▶ Gestellte Aufgaben
• 1. Fassen Sie den Textauszug in zwei Sätzen zusammen.
• 2. Geben Sie aus den Einträgen die Zeilen unverändert wieder, beginnend mit der Zeile, die „lipstick in the photo above.“ enthält, und endend mit dem Schluss der Einträge, beide Enden eingeschlossen.
──────── Textauszug ────────
Göttinger Predigten im Internet hg. von U. Nembach

Letzter Sonntag nach Epiphanias, 05.02.2017

Predigt zu Exodus (2. Buch Mose) 3:1-14, verfasst von Winfried Klotz

1 Mose aber hütete die Schafe Jitros, seines Schwiegervaters, des Priesters in Midian, und trieb die Schafe über die Steppe hinaus und kam an den Berg Gottes, den Horeb. a) (1-12) Apg 7,30-34

2 Und der Engel des HERRN erschien ihm in einer feurigen Flamme aus dem a Dornbusch. Und er sah, dass der Busch im Feuer brannte und doch nicht verzehrt wurde. a) 5.Mose 33,16

3 Da sprach er: Ich will hingehen und die wundersame Erscheinung besehen, warum der Busch nicht verbrennt.

4 Als aber der HERR sah, dass er hinging, um zu sehen, rief Gott ihn aus dem Busch und sprach: Mose, Mose! Er antwortete: Hier bin ich.
──────── Angezeigte Daten ────────
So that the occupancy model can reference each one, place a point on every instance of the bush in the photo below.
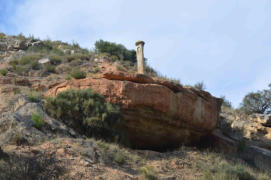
(226, 103)
(49, 68)
(148, 172)
(38, 120)
(259, 102)
(29, 59)
(119, 158)
(56, 60)
(78, 74)
(200, 86)
(3, 72)
(34, 97)
(115, 50)
(87, 112)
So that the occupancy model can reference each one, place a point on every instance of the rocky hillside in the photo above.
(72, 113)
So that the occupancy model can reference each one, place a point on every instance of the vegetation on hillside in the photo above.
(87, 112)
(257, 102)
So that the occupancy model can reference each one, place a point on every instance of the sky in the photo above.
(226, 43)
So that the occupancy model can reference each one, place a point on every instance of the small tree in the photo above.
(259, 102)
(78, 74)
(226, 103)
(115, 50)
(200, 86)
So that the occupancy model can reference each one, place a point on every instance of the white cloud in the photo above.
(219, 42)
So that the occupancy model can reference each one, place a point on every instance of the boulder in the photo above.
(255, 129)
(156, 115)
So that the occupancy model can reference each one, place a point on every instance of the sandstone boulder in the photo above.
(156, 114)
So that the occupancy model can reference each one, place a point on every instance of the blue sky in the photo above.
(226, 43)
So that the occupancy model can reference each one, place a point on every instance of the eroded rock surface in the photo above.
(157, 113)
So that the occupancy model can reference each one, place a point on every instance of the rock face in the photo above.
(255, 129)
(157, 113)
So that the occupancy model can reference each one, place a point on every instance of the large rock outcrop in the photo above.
(157, 113)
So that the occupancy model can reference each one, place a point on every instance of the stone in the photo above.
(154, 115)
(44, 61)
(255, 129)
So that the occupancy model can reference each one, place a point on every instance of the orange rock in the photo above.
(157, 113)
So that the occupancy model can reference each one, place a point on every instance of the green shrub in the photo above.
(38, 120)
(119, 158)
(33, 97)
(148, 172)
(78, 74)
(56, 60)
(28, 59)
(115, 50)
(87, 112)
(35, 65)
(50, 69)
(3, 72)
(17, 91)
(200, 86)
(257, 102)
(21, 70)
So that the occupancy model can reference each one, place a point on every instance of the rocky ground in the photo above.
(158, 113)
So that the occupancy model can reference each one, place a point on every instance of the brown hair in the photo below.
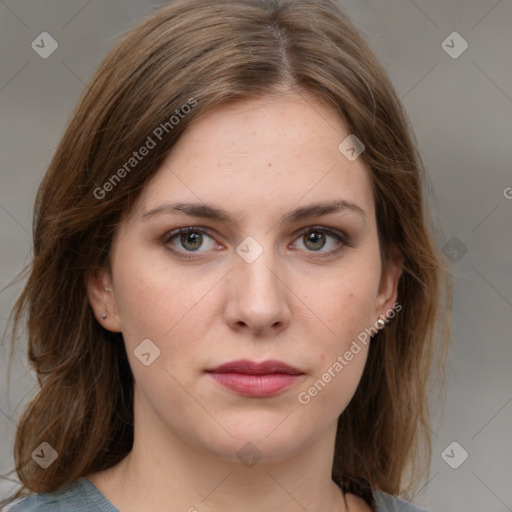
(211, 53)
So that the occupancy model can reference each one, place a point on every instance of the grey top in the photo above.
(83, 496)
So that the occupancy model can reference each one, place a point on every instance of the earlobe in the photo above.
(102, 299)
(388, 288)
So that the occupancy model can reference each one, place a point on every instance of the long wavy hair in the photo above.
(217, 52)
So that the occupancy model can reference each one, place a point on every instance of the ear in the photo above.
(102, 299)
(388, 287)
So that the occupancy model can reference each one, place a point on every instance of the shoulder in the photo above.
(385, 502)
(79, 496)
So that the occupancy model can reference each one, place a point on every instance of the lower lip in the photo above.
(256, 385)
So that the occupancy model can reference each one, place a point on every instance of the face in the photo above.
(257, 241)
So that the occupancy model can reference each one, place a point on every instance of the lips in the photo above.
(252, 379)
(247, 367)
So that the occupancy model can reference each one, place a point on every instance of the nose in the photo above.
(257, 297)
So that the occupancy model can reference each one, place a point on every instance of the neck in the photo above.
(164, 473)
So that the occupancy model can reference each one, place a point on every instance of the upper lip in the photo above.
(248, 367)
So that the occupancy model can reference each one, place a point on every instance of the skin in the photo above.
(258, 160)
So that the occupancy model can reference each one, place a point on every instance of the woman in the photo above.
(234, 297)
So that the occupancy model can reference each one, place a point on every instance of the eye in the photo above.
(189, 239)
(314, 239)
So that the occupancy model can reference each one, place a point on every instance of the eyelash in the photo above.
(340, 236)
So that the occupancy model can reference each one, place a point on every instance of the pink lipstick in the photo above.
(252, 379)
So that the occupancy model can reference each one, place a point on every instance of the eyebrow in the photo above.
(205, 211)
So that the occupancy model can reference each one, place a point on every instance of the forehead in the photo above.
(261, 156)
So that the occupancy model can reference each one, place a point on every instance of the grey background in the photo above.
(461, 110)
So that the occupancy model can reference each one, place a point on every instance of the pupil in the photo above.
────────
▶ Richtige Antworten
• 1. Der Auszug stammt aus einer Predigt von Winfried Klotz zu Exodus 3,1-14 für den letzten Sonntag nach Epiphanias am 05.02.2017, erschienen in den von U. Nembach herausgegebenen „Göttinger Predigten im Internet“. Darin kommt Mose beim Hüten der Schafe Jitros an den Berg Horeb, wo ihm der Engel des HERRN in einem brennenden, aber nicht verzehrten Dornbusch erscheint, und als Mose hingeht, ruft Gott ihn aus dem Busch, worauf er antwortet: „Hier bin ich.“

• 2.
So that the occupancy model can reference each one, place a point on every instance of the pink lipstick in the photo above.
(252, 379)
So that the occupancy model can reference each one, place a point on every instance of the eyebrow in the photo above.
(205, 211)
So that the occupancy model can reference each one, place a point on every instance of the forehead in the photo above.
(261, 156)
So that the occupancy model can reference each one, place a point on every instance of the grey background in the photo above.
(461, 110)
So that the occupancy model can reference each one, place a point on every instance of the pupil in the photo above.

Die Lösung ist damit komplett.